* Instruction: Render all of the material below as a numbered list with one line per entry, omitting blank lines and leaving the pictures out.

* Input:
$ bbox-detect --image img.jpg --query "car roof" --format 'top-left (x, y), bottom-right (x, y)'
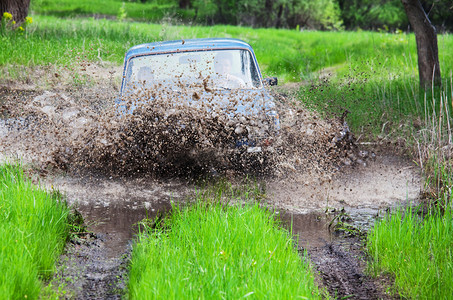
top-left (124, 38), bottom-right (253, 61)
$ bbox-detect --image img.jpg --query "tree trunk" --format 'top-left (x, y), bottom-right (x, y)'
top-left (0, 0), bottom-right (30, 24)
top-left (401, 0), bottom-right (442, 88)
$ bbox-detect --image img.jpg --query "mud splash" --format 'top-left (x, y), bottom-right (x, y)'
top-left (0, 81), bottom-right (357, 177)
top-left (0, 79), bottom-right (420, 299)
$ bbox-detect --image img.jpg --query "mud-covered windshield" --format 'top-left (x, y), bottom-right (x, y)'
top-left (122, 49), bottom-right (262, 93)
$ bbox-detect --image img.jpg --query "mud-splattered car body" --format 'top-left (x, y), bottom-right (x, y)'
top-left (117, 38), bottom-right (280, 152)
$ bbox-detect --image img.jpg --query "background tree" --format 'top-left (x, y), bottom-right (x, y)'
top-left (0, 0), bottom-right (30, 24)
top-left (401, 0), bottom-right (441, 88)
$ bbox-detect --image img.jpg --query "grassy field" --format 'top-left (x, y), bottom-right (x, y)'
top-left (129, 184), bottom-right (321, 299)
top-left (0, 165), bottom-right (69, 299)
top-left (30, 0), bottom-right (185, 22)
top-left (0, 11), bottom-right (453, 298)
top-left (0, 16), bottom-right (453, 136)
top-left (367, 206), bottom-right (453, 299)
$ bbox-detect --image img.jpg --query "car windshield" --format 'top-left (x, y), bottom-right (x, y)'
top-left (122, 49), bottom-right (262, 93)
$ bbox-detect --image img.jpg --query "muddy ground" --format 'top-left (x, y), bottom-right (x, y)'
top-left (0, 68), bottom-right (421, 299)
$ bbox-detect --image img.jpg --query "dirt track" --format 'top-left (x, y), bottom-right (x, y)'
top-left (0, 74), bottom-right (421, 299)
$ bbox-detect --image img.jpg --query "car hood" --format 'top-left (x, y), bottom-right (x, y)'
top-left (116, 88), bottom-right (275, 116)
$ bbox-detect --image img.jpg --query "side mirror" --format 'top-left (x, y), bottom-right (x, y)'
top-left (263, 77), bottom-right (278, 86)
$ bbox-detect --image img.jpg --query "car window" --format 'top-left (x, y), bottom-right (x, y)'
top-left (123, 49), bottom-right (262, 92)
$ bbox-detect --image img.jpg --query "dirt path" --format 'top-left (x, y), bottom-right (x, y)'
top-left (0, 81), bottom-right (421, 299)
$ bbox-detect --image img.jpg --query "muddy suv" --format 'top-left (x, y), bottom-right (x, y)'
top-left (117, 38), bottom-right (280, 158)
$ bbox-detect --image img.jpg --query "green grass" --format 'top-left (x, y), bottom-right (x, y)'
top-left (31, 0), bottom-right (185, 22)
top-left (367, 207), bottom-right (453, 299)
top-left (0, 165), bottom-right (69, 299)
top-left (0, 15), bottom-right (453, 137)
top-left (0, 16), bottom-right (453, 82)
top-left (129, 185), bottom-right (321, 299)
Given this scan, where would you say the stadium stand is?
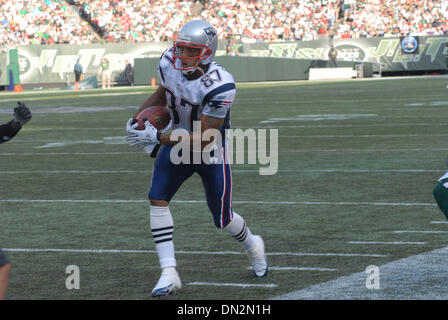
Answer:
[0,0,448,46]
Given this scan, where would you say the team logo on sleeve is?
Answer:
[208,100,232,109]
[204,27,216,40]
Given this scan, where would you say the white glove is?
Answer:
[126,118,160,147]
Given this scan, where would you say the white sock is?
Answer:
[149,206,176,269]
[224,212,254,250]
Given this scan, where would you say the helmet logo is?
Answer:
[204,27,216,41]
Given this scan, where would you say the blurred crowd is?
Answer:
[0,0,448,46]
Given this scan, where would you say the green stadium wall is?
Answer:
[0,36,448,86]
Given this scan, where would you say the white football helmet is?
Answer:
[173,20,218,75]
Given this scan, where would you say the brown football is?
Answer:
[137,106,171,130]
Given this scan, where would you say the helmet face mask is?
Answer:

* Solution for this problem:
1. $ bbox-detect --image img.jpg --query "car roof" --format 'top-left (x, y), bottom-right (x, y)'
2. top-left (124, 38), bottom-right (253, 61)
3. $ bbox-detect --image img.jpg --query "tree trunk" --format 'top-left (x, y), bottom-right (x, y)'
4. top-left (0, 0), bottom-right (30, 24)
5. top-left (401, 0), bottom-right (442, 88)
6. $ bbox-detect --image img.jpg --query "mud splash" --format 'top-left (x, y), bottom-right (x, y)'
7. top-left (0, 81), bottom-right (357, 177)
8. top-left (0, 79), bottom-right (420, 299)
9. $ bbox-detect --image img.jpg --query "mud-covered windshield" --format 'top-left (x, y), bottom-right (x, y)'
10. top-left (122, 49), bottom-right (262, 93)
11. $ bbox-detect --image img.jpg --query "mud-splattered car body" --format 'top-left (x, y), bottom-right (x, y)'
12. top-left (117, 38), bottom-right (280, 152)
13. $ bbox-detect --image img.jpg --query "background tree" --format 'top-left (x, y), bottom-right (x, y)'
14. top-left (0, 0), bottom-right (30, 24)
15. top-left (401, 0), bottom-right (441, 88)
16. $ bbox-detect --image img.jpg --query "grassy field" --format 'top-left (x, y), bottom-right (x, y)'
17. top-left (129, 184), bottom-right (321, 299)
18. top-left (0, 165), bottom-right (69, 299)
19. top-left (30, 0), bottom-right (185, 22)
20. top-left (0, 11), bottom-right (453, 298)
21. top-left (0, 16), bottom-right (453, 136)
22. top-left (367, 206), bottom-right (453, 299)
23. $ bbox-detect --image img.jpg --query "car windshield" --format 'top-left (x, y), bottom-right (x, y)'
24. top-left (122, 49), bottom-right (262, 93)
25. $ bbox-detect --image img.jpg --query "muddy ground" --format 'top-left (x, y), bottom-right (x, y)'
26. top-left (0, 68), bottom-right (421, 299)
27. $ bbox-detect --image img.jpg --query "dirt track" --format 'top-left (x, y), bottom-right (x, y)'
28. top-left (0, 74), bottom-right (421, 299)
29. $ bbox-detect --image img.jpg --query "car hood" --format 'top-left (x, y), bottom-right (x, y)'
30. top-left (116, 88), bottom-right (275, 116)
31. $ bbox-detect --image img.jpg --query "side mirror" --format 'top-left (x, y), bottom-right (x, y)'
32. top-left (263, 77), bottom-right (278, 86)
33. $ bbox-detect --image img.jpg --query "car window" --format 'top-left (x, y), bottom-right (x, y)'
34. top-left (123, 49), bottom-right (262, 92)
35. $ bbox-detect --image img.jpg --query "dirt path" --format 'top-left (x, y), bottom-right (x, y)'
36. top-left (0, 81), bottom-right (421, 299)
37. $ bbox-detect --image img.jpg --query "muddy suv" --format 'top-left (x, y), bottom-right (x, y)'
38. top-left (117, 38), bottom-right (280, 158)
39. $ bbox-detect --image img.jpg --query "green grass" --format 'top-left (x, y), bottom-right (x, y)'
40. top-left (31, 0), bottom-right (185, 22)
41. top-left (367, 207), bottom-right (453, 299)
42. top-left (0, 165), bottom-right (69, 299)
43. top-left (0, 15), bottom-right (453, 137)
44. top-left (0, 16), bottom-right (453, 82)
45. top-left (129, 185), bottom-right (321, 299)
46. Given this scan, where would you say the stadium stand is?
47. Answer:
48. [0,0,448,46]
49. Given this scan, where would you say the team logo on sleeve is?
50. Answer:
51. [208,100,232,109]
52. [204,27,216,40]
53. Given this scan, where would you say the white glove is?
54. Answer:
55. [126,118,160,147]
56. Given this scan, where would you say the white sock is?
57. Answer:
58. [149,206,176,269]
59. [224,212,254,250]
60. Given this scan, where would you say the helmet logo is?
61. Answer:
62. [204,27,216,41]
63. Given this scan, where would you say the blurred crowd is?
64. Answer:
65. [0,0,448,46]
66. Given this scan, where would you say the green stadium wall is?
67. Answer:
68. [0,36,448,86]
69. Given this scan, where would you say the white football helmet is?
70. Answer:
71. [173,20,218,75]
72. Given this scan, where would you say the brown football is?
73. Answer:
74. [137,106,171,130]
75. Given this scan, where would you say the helmet face mask is?
76. Answer:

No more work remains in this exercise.